2

We have a shared folder which contains some files that needs to be processed. We also have 3 UNIX servers which runs a shell script which take and process one file each time. At the end of the script the file it's moved away. The 3 UNIX server doesn't communicate each other, and they are not aware of each other.

In your opinion what is the best way to guarantee that each file will be processed one time, without raising concurrent access issues\error ?

Duncan_McCloud
  • 543
  • 9
  • 24
  • 2
    Find file, rename the files to "filename.lock.servername" as the first action in the script. Ignore all files that end ".lock.servername" in the file find stage – Vorsprung Apr 07 '14 at 13:05

1 Answers1

2

So or so you need some type of a file locking mechanism. Some of the possibilities:

  • You can create a temporary lock file for every files on work. For example, for file name.ext you will need to create a name.ext.lock, just before you start its processing. If this file already exists - also, the creation fails with a "file exists", it means somebody is already working on it, thus you shouldn't do anything with it.
  • Second, you could use advisory locks. Advisory locking doesn't already work on every type of file sharing, and they have only libc-level interface, so you can't use them from shell scripting. I suggest to dig into the manual of the flock libc api call.

#### SUPPLIED INFORMATION
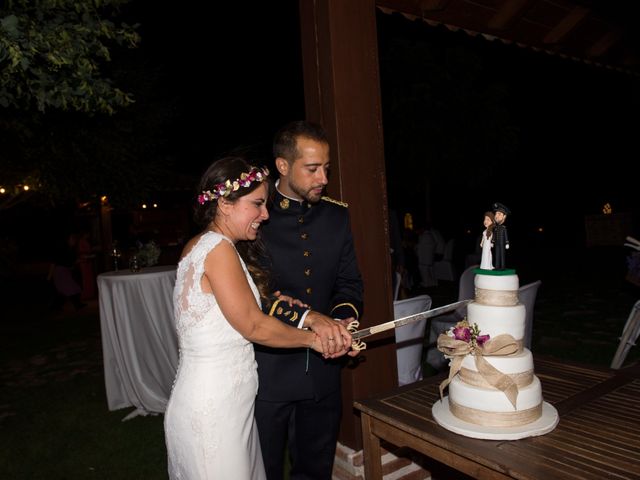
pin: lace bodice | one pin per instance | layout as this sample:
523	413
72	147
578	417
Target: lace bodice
192	306
209	422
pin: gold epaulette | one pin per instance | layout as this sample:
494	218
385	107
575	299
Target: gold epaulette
333	200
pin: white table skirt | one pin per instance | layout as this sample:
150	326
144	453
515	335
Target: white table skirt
139	341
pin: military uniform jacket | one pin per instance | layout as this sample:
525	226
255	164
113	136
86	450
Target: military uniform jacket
312	258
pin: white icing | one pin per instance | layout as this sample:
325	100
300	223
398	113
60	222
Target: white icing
497	282
508	364
497	320
494	400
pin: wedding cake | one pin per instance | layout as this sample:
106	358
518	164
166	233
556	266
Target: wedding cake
492	386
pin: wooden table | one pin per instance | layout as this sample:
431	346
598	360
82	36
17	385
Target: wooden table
598	435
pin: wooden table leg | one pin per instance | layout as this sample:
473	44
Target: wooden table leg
371	449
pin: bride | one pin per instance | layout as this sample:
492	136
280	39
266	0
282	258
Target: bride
210	429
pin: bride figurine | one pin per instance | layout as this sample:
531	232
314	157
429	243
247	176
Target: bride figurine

#### EXERCISE REQUIREMENTS
1. Summarize the forum thread on processing shared files in two sentences.
2. Arrange the lines of the listing as a JSON list of strings, one string per line and no blank lines, from the line with "pin: wooden table |" up to and including the last line of the listing.

#### ANSWERS TO EACH TASK
1. Three UNIX servers that are not aware of each other each run a shell script that takes files one at a time from a shared folder, and the poster asks how to make sure each file is processed only once without concurrent access errors. A comment suggests first renaming each file with a ".lock.servername" suffix, and the answer says a file locking mechanism is needed, proposing either a temporary lock file for each file or advisory locks, which cannot be used from shell scripts.

2.
[
  "pin: wooden table | one pin per instance | layout as this sample:",
  "431\t346",
  "598\t360",
  "82\t36",
  "17\t385",
  "Target: wooden table",
  "598\t435",
  "pin: wooden table leg | one pin per instance | layout as this sample:",
  "473\t44",
  "Target: wooden table leg",
  "371\t449",
  "pin: bride | one pin per instance | layout as this sample:",
  "492\t136",
  "280\t39",
  "266\t0",
  "282\t258",
  "Target: bride",
  "210\t429",
  "pin: bride figurine | one pin per instance | layout as this sample:",
  "531\t232",
  "314\t157",
  "429\t243",
  "247\t176",
  "Target: bride figurine"
]